* _WHAT THE TASK REQUIRES_: Recast all of the lines below as a two-column CSV with the headers input and output. Give one row for each line starting with "Objective", with that line's text in input and its answer in output, each as one quoted field with line breaks turned into spaces, and leave the pictures out.

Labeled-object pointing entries
•••

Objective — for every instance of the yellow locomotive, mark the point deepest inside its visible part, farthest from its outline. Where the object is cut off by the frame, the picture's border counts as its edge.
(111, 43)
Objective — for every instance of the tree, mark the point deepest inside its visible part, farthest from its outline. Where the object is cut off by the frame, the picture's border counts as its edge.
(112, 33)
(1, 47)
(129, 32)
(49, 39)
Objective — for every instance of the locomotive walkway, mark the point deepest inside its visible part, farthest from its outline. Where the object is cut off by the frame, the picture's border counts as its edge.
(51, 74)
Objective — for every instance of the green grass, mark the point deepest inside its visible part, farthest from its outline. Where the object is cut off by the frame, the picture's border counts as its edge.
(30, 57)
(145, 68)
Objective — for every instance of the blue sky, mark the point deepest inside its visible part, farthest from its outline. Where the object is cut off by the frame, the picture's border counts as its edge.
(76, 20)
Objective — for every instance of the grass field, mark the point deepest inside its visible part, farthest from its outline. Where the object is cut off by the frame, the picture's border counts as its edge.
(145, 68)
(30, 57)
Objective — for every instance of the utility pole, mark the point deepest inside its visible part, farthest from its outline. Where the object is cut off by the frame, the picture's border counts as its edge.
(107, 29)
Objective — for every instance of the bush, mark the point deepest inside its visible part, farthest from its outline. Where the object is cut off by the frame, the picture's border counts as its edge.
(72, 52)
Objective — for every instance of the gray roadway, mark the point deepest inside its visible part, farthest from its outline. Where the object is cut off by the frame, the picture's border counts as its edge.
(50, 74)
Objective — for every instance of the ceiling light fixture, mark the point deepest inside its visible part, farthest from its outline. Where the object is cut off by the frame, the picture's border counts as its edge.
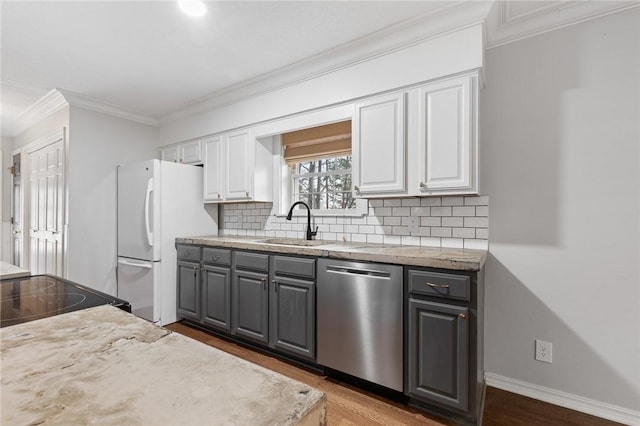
(192, 7)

•••

* _FINAL RESULT_:
input,output
"Objective — for every instance of the yellow locomotive, mark the point deepest inside its visible part, farthest from its outline. Where the object is cut off by the frame, the picture's border counts as its edge.","(111, 43)"
"Objective — for every instance of the tree, mark the point deepest inside its visible part, farthest from its outline. Where the object is cut off by the frame, the picture's border counts as its edge.","(112, 33) (1, 47) (129, 32) (49, 39)"
"Objective — for every instance of the locomotive walkway, mark the point deepest inside its visible part, farthest from its outline. Where the object is cut off by the frame, the picture's border counts as its edge.","(51, 74)"
"Objective — for every instance of the green grass, mark the point deepest inside its visible part, farthest from its outline. Where the object is cut off by the frame, the picture's border counts as its edge.","(30, 57) (145, 68)"
"Objective — for every instance of the blue sky, mark the point deepest inside its visible part, farthest from its outline. Where the object is cut off by the frame, the picture's border counts as its edge.","(76, 20)"
"Objective — for every instance of the grass field, mark the point deepest inside its visible part, farthest from its outline. Where the object is cut off by the frame, the picture's border counts as its edge.","(145, 68) (30, 57)"
"Objective — for every instance of the utility pole, mark the point deepest inside its visible part, farthest from its outline. Where the object is cut off by the frame, the picture's border counts as its edge.","(107, 29)"
"Objective — for every instance of the bush, mark the point deepest inside its visible part, farthest from its outline. Where the object is cut off by the frame, the picture's border counts as its edge.","(72, 52)"
"Objective — for every instance of the gray roadway, mark the point deepest inside its visible part, farthest from its outline. Where the object is cut off by the frame, the picture's border counts as its edge.","(50, 74)"
"Objective — for every instance of the ceiling light fixture, mark the point deepest inside its visible part, farthest from its outline. Where the object is cut off by the frame, the picture's border counts as its edge.","(192, 7)"